*** Page

Salò is the most important town on the Western Riviera of Lake Garda. The city lies on the slopes of Mount San Bartolomeo on the banks of a wide gulf. In the old town you can admire many elegant palaces and ancient monuments, wich were built during the Venetian domination and you can have a relaxing walk on the promenade that runs along the gulf; you can also go hiking the mountains above Salò and enjoy the panoramic view on the Lake that includes Isola del Garda, Isola of San Biagio (known also as Isola dei Conigli = The Island of Rabbits), the cliffs of Manerba, and the peninsula of Sirmione. You can also enjoy the many events and the cultural happenings that take place in Salò all over the year. In short, Salò is the ideal place for a very relaxing holiday.
Salò was originally a roman foundation. Since the the 14th and the 15th Century the town has been part of a federation of towns of the territory along the western lakeshore of Lake Garda (from Limone down to Desenzano) and the Valsabbia area, called Riperia Lacus Gardae Brixiensis.
During that period, the federation did not want to form an alliance with Brescia nor with Verona deciding instead to request the help of Venice. Due to the distance of Venice, this strategy did not guarantee the independence of the area and Salò became a stronghold of the Milanese Visconti family. In 1377 Beatrice della Scala, the wife of Bernabò Visconti, wanted Salò to be the chief leu of the area.
In 1426 the federation lake spontaneously joined the Republic of Venice, where they remained for the following three centuries. Over the years, Venice gave large autonomy to this province that remained a de facto independent area and was given both the titles of Magnifica Patria (Magnificent Homeland) and Figlia primogenita della Serenissima (firstborn daughter of the Serenissima). The Council of the federation and its other institutions remained all centred in Salò (which gained importance and influence), although Venice sent there a governor, who was given the titles of Provveditore (Superintendent) and Capitano della Riviera (Captain of the Riviera) and the power to act as penal judge for the whole Riviera. A podestà coming from Brescia also resided in Salò and was entitled to act as civil. Besides farming and trade, also the linen manufacturing was a significant item of the local economy.
In 1796 the Treaty of Campoformio marked the end of the Venetian republic and consequently ended the prominence of Salò as the capital of the western Riviera. After that, the area became an Austrian territory and then joined the Cisalpine Republic and the Napoleonic Kingdom of Italy (1805–1814).
After the Napoleonic Era, Salò became part of the Austrian Kingdom of Lombardy–Venetia from 1815 to 1859, when it became part of the Kingdom of Sardinia; then, it was included in the Kingdom of Italy in 1861, after having received the honorary title of Città (City) with a royal decree in1860.
On October 30th 1901 an earthquake struck Salò after which it was built the promenade.

******
*** Given entries

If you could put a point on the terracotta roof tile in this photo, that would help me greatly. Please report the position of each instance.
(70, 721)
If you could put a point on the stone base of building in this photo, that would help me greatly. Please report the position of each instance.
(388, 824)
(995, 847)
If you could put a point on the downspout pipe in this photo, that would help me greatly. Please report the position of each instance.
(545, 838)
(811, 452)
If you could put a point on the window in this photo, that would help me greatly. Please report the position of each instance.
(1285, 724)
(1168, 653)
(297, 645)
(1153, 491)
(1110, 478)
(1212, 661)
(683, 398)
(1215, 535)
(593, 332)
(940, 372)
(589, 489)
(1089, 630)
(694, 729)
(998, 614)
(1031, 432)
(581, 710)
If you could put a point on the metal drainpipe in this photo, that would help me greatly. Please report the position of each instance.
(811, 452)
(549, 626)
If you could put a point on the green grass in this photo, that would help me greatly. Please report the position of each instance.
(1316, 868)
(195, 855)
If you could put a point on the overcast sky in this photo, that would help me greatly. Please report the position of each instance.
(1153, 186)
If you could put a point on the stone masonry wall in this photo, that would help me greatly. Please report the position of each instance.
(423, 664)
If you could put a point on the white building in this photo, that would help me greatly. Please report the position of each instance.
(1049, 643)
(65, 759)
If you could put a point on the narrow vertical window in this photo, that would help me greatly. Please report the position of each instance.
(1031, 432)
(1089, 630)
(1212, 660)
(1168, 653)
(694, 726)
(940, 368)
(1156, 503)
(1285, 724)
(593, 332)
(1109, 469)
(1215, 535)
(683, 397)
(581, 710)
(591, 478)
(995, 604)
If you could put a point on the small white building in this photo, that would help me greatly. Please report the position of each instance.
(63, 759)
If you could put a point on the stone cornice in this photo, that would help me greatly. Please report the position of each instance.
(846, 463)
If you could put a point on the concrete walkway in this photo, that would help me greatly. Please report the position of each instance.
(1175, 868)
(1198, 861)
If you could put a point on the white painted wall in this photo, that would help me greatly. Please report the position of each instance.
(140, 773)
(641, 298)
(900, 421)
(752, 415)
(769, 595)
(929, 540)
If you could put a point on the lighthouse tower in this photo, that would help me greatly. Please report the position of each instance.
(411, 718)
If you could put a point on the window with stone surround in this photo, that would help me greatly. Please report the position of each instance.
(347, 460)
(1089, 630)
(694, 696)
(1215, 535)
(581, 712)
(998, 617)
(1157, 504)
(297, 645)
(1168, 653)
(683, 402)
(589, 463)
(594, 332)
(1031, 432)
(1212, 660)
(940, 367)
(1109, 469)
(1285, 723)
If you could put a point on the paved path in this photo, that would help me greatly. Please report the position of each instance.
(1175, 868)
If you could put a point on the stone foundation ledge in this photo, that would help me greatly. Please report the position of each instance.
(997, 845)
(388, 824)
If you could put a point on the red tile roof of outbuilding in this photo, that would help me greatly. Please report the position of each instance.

******

[Set task A]
List the sights that the Salò page says are part of the panoramic view of the lake from the mountains above the town.
[Set task B]
According to the Salò page, in what year did the federation join the Republic of Venice?
The entries have no role in this work.

[Correct output A]
Isola del Garda; Isola of San Biagio (also known as Isola dei Conigli, The Island of Rabbits); the cliffs of Manerba; the peninsula of Sirmione.

[Correct output B]
1426.